===== GIVEN INFORMATION =====
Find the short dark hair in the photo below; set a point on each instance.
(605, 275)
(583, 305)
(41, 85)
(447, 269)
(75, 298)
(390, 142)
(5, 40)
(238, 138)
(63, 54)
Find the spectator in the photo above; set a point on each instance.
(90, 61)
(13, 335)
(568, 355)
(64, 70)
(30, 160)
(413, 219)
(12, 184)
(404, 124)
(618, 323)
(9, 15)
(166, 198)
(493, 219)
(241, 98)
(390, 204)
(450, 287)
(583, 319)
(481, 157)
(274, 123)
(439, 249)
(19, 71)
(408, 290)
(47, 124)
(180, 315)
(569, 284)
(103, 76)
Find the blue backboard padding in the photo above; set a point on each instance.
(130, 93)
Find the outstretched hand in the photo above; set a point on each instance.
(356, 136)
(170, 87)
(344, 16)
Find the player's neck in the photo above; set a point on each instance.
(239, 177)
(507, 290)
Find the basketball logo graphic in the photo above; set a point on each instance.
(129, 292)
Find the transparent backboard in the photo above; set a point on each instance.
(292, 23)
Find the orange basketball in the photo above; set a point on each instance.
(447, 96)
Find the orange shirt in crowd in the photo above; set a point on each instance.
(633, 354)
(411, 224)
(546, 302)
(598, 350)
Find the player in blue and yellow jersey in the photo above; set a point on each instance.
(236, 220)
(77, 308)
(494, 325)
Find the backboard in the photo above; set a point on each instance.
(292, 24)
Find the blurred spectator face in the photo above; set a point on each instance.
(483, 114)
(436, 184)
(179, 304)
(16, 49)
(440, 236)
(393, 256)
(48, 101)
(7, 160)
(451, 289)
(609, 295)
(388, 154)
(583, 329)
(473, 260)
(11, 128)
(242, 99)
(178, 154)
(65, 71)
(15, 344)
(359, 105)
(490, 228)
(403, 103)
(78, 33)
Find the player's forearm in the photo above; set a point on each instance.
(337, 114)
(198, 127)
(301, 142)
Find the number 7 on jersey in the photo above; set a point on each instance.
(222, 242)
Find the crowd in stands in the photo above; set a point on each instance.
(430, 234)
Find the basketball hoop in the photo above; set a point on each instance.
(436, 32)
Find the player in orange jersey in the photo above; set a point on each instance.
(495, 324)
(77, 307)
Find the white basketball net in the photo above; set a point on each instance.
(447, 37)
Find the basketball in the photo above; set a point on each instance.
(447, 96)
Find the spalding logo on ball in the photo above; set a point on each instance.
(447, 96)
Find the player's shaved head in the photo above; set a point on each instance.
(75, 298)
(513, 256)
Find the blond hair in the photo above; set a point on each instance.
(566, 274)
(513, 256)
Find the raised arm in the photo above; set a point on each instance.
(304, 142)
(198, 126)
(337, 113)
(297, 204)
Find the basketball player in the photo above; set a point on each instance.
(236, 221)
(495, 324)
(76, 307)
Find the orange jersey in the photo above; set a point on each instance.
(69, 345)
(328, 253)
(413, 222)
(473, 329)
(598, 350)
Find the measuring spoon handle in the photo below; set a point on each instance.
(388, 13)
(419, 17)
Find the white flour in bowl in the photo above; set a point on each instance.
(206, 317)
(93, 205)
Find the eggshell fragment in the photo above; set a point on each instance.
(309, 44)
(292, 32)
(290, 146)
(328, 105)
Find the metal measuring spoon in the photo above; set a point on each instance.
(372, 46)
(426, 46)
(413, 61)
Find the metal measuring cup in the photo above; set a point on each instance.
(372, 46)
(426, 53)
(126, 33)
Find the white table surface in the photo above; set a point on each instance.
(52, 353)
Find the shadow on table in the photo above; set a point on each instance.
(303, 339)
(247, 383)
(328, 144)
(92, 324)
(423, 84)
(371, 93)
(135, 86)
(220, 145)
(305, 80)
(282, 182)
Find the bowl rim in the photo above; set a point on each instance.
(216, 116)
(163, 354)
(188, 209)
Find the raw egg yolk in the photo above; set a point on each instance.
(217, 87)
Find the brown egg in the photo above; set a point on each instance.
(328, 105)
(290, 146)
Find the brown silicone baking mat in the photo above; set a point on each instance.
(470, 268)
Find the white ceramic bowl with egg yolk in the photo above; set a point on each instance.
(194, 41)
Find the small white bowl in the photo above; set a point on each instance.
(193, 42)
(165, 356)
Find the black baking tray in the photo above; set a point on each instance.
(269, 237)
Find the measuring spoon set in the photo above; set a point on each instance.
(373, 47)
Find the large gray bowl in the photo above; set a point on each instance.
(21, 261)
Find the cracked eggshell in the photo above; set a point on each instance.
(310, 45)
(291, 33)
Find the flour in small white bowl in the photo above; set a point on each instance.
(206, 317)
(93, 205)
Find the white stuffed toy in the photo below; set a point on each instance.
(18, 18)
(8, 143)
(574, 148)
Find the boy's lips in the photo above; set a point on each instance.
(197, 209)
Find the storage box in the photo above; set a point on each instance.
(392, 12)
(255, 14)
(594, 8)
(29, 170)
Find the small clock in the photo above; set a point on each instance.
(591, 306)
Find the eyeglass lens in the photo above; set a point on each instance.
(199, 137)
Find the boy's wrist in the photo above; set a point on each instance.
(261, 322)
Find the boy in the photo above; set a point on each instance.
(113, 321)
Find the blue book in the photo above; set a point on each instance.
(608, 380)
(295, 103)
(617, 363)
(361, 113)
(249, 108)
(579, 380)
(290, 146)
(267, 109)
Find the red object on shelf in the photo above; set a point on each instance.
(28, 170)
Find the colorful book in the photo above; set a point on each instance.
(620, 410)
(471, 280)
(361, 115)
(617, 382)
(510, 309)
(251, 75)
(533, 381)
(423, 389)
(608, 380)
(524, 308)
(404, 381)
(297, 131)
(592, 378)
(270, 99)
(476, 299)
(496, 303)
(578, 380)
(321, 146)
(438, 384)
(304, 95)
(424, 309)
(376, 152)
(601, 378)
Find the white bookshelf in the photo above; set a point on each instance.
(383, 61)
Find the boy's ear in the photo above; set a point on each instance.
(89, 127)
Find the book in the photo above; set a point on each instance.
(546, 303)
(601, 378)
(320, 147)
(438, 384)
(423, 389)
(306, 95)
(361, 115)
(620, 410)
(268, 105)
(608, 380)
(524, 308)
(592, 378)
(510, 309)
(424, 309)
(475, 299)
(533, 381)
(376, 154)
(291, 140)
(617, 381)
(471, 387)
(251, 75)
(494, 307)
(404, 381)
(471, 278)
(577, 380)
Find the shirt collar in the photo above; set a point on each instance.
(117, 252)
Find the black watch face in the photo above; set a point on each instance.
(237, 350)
=====
WORK INSTRUCTIONS: Copy only the stretch running from the line containing "Find the black watch" to the final line of the entries, both ends included, exactly as it stands.

ANSWER TO THIS EXERCISE:
Find the black watch face in the photo above; set a point on each instance.
(237, 350)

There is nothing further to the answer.